Brief =>
Find the line that contains "target | orange collar". Then set down that line and all the lines after it, to the end of the records, exactly and with nothing added.

Source records =>

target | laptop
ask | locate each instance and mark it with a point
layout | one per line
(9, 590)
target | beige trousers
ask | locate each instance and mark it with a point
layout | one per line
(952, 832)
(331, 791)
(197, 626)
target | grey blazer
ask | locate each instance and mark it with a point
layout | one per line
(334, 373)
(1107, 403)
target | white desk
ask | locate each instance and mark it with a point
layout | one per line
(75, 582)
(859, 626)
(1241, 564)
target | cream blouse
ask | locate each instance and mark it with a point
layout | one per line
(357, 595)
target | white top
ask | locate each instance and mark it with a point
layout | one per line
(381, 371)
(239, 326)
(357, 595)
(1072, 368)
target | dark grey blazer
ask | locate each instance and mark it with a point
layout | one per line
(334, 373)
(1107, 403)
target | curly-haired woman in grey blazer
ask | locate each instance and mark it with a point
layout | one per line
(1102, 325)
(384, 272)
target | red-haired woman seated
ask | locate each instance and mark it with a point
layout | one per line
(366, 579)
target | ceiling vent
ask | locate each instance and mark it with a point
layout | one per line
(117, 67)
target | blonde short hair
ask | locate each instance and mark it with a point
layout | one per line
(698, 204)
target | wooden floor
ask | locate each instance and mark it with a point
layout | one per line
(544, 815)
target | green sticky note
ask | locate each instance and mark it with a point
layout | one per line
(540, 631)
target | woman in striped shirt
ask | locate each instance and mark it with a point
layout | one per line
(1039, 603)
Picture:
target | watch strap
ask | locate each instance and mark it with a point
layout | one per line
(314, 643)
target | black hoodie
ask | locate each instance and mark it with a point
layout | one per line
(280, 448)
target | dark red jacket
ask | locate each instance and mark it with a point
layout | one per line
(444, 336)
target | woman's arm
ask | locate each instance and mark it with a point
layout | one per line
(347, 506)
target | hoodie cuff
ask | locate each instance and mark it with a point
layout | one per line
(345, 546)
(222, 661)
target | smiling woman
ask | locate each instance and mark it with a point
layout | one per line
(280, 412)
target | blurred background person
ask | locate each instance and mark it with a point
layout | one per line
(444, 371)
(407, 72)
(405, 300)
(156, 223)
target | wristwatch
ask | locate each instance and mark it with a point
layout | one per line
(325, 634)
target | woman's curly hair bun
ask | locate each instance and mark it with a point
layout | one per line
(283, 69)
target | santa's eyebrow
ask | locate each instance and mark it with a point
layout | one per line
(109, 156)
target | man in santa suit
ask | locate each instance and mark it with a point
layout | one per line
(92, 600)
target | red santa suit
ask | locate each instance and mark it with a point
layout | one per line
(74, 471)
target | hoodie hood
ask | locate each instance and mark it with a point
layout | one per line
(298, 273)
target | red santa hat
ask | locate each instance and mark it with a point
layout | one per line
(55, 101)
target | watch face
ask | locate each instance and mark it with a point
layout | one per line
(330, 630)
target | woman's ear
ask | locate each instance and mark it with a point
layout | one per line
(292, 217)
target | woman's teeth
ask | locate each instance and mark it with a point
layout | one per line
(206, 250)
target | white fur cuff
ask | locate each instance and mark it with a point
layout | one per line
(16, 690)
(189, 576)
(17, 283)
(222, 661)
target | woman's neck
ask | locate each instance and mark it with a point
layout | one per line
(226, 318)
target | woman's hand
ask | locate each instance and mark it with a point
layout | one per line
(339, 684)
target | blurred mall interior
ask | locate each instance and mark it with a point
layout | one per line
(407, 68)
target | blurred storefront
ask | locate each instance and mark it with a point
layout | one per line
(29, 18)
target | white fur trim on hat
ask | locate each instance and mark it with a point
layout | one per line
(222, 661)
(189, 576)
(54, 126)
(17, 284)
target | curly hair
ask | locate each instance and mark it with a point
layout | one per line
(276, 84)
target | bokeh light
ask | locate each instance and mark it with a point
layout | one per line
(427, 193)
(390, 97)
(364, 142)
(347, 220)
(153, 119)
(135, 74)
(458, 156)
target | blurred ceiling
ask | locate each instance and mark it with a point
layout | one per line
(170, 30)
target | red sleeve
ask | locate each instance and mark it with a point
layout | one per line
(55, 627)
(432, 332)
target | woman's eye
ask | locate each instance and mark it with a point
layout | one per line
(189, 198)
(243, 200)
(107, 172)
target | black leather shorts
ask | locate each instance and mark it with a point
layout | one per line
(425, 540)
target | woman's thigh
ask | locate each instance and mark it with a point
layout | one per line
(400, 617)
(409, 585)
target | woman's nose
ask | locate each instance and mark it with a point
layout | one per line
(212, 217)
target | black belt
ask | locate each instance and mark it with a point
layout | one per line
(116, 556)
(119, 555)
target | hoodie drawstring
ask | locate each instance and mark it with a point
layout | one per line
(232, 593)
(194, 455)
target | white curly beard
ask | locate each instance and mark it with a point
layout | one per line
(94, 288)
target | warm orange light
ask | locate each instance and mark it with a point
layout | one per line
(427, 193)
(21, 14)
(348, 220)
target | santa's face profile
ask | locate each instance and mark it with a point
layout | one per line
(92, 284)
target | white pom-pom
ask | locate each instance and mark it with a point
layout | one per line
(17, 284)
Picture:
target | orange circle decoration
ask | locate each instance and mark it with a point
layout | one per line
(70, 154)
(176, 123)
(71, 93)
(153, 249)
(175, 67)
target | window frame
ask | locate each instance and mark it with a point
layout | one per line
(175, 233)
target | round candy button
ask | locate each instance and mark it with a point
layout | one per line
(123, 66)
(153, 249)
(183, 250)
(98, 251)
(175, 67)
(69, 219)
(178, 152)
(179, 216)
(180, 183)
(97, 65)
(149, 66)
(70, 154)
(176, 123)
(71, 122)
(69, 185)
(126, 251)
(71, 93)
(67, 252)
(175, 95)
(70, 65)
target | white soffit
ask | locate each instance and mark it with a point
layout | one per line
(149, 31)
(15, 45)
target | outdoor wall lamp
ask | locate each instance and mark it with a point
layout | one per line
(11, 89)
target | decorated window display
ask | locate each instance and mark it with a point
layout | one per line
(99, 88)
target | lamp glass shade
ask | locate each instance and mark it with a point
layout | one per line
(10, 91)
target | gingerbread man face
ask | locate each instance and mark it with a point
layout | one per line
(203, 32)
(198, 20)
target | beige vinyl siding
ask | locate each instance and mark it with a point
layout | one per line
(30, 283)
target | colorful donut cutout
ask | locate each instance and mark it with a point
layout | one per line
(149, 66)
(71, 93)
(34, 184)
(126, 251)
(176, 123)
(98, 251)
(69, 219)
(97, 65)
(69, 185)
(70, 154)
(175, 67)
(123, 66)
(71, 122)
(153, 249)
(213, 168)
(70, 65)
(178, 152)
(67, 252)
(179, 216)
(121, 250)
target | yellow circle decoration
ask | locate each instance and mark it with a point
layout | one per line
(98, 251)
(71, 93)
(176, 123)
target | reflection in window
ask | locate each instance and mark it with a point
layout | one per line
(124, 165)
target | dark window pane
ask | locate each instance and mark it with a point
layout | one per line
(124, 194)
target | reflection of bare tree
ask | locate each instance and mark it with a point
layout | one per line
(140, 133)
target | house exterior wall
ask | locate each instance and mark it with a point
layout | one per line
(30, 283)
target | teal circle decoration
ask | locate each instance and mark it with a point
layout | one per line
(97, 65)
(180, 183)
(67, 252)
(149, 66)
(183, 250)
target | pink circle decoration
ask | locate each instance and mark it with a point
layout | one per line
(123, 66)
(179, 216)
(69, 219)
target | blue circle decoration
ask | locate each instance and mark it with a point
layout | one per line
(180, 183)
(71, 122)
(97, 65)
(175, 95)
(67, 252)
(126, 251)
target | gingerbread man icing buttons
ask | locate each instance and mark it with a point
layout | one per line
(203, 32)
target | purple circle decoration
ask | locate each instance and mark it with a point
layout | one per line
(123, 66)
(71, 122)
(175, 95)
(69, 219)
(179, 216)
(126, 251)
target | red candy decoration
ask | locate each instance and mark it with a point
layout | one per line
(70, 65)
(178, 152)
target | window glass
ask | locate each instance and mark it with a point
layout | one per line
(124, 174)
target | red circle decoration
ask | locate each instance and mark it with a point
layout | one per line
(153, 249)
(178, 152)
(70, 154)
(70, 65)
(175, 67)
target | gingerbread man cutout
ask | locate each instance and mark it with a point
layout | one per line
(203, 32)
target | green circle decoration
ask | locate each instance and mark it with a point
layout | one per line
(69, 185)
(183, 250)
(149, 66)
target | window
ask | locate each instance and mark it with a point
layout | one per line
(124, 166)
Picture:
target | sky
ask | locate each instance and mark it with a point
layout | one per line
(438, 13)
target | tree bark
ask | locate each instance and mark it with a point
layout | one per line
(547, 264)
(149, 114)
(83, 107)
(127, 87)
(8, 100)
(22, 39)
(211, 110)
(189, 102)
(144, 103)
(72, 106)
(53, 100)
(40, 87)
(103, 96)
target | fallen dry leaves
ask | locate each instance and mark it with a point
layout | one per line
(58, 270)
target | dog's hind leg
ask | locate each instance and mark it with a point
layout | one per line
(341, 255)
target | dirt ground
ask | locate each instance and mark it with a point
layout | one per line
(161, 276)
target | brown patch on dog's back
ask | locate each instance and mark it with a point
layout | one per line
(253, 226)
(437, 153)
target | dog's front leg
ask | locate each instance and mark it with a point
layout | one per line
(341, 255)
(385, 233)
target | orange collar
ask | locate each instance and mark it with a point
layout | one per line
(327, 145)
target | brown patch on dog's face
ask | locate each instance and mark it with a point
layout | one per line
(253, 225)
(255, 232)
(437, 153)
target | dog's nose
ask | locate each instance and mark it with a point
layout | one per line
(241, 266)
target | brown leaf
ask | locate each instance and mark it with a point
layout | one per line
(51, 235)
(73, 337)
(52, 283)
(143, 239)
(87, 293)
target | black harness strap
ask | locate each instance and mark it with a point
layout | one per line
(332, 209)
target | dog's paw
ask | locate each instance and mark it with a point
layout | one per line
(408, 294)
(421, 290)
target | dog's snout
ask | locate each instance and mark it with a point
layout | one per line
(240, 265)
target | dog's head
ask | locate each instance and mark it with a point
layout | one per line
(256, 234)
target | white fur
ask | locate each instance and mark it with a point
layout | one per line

The completed task =>
target | orange collar
ask | locate each instance and mark it with a point
layout | one per line
(327, 145)
target | brown patch on dog's face
ask | locate each instance and mark it with a point
layout | one per line
(253, 225)
(255, 232)
(437, 153)
target | dog's nose
ask | locate each instance and mark it with a point
layout | one per line
(241, 266)
target | brown leaf
ask | locate each instance and mark it with a point
layout | one per line
(51, 235)
(73, 337)
(52, 283)
(143, 239)
(87, 293)
target | black harness strap
ask | locate each instance and mark it with a point
layout | one per line
(332, 209)
target | dog's paw
ask | locate each instance and mark it with a point
layout | one per line
(408, 294)
(421, 290)
target | dog's snout
ask | locate each instance and mark it with a point
layout | one per line
(240, 265)
target | dog's head
ask | locate each instance and mark it with a point
layout | one per line
(256, 234)
target | white fur
ask | locate each instance and mark it with a point
layout | one per line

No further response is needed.